▸ **GIVEN PASSAGE**:
::::::::

AndreyN · September 17, 2009, 5:59am

Hi

Thanks for your inquiry. Unfortunately, I am not sure what you would like to achieve. Could you please show me your code and attach your output and expected documents? I will check the issue and provide you more information.

Best regards,

thavika.kavitha · September 17, 2009, 10:37pm

i already attached the(input/output) document plz check it out once again

AndreyN · September 18, 2009, 1:33am

Hi

Thank you for additional information. What I can see in the document you have attached is HTML code. I suppose, this is your input. Is that right? Then, if I understand you correctly, you use your Regular Expression to somehow process this HTML. Please provide me simple code, which shows how you process your HTML.

Actually, it is not quite clear from the document you have attached, what the expected output is. Please clarify.

::::::::

Point placement records:
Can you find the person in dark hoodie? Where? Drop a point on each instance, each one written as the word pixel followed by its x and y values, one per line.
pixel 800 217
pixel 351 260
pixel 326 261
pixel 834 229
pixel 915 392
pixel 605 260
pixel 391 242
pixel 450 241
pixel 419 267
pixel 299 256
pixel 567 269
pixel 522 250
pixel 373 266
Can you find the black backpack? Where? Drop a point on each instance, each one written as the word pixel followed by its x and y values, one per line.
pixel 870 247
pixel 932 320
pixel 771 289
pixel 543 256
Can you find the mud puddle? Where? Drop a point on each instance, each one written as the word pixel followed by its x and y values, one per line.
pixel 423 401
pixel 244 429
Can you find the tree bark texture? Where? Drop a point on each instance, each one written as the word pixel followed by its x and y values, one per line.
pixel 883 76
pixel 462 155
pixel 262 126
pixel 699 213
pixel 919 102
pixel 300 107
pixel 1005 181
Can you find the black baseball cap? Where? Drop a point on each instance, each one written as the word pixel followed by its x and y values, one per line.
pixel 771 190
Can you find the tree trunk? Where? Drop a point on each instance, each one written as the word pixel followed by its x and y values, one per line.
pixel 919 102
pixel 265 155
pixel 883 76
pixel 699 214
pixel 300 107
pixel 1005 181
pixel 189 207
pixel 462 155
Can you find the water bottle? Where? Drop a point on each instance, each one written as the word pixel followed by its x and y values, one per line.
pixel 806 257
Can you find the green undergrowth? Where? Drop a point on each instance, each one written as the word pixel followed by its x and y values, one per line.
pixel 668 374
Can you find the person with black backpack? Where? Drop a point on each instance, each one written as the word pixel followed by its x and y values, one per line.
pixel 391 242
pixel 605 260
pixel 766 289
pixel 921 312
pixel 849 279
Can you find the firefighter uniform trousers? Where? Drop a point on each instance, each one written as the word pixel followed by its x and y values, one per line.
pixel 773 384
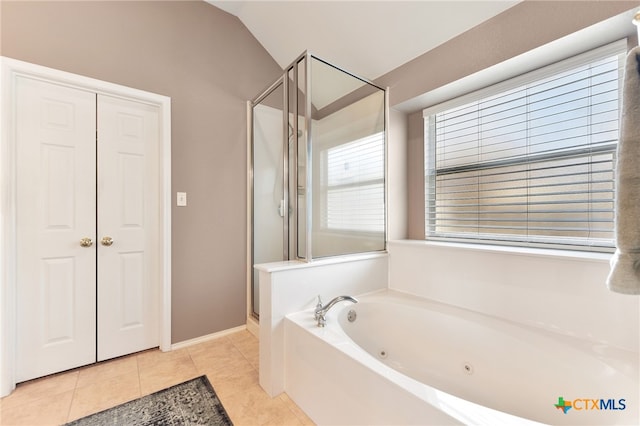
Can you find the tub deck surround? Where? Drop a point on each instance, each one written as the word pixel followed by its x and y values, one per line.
pixel 559 291
pixel 465 367
pixel 293 286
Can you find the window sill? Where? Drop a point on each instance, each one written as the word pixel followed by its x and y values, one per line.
pixel 511 250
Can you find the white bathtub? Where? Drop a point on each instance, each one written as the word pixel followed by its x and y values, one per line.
pixel 410 361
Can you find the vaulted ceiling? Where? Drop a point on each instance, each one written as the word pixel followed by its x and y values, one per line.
pixel 367 38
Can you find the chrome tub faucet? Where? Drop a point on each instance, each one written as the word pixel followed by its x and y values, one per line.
pixel 321 311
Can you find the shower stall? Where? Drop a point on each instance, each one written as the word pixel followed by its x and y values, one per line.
pixel 317 148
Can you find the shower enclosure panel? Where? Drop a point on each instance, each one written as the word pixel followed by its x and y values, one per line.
pixel 317 140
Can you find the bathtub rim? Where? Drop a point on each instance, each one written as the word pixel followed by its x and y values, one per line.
pixel 337 337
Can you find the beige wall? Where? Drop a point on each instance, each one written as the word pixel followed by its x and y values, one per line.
pixel 209 64
pixel 522 28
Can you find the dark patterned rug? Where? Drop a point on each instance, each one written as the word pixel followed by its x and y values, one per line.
pixel 190 403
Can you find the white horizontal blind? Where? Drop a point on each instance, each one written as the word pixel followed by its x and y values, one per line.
pixel 353 185
pixel 532 164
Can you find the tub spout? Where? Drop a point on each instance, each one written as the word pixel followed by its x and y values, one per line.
pixel 321 311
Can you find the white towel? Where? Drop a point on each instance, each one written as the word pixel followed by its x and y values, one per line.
pixel 624 276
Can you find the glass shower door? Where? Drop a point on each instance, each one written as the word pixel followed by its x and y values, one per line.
pixel 269 218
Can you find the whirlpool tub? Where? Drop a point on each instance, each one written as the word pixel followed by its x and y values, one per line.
pixel 395 359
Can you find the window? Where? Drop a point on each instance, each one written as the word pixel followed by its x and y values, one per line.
pixel 353 185
pixel 529 161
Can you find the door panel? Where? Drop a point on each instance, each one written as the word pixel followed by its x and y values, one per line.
pixel 55 169
pixel 128 212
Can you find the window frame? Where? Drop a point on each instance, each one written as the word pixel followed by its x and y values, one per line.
pixel 555 242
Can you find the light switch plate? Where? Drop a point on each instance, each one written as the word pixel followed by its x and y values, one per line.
pixel 181 199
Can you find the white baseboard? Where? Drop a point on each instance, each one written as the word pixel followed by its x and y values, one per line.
pixel 253 326
pixel 208 337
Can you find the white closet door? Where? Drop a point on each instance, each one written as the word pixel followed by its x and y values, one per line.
pixel 55 169
pixel 128 227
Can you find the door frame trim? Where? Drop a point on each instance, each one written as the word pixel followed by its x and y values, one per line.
pixel 10 69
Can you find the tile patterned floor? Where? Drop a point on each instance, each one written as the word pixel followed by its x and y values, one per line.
pixel 230 362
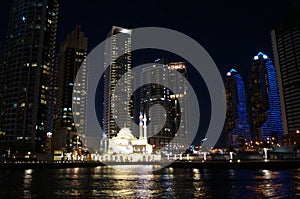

::::::::

▸ **GOAL OF THE EXERCISE**: Carry the forum thread about processing HTML with a regular expression forward from its last post.

▸ **REPLY**:
Best regards,

thavika.kavitha · September 18, 2009, 1:37am

http://highoncoding.com/Articles/105\_HTML\_Screen\_Scraping\_using\_C\_\_\_Net\_WebClient.aspx

like this

System.Net;

System.Text;

System.IO // If you plan to write in a file

// creates a button protected System.Web.UI.WebControls.Button Button1; 
// creates a byte array private byte[] aRequestHTML; 
// creates a string private string myString = null; 
// creates a datagrid protected System.Web.UI.WebControls.DataGrid DataGrid1; 
// creates a textbox protected System.Web.UI.WebControls.TextBox TextBox1; 
// creates the label protected System.Web.UI.WebControls.Label Label1; 
// creates the arraylist private ArrayList a = new ArrayList();

Okay now lets see some button click code that does the actual work.

private void Button1_Click(object sender, System.EventArgs e)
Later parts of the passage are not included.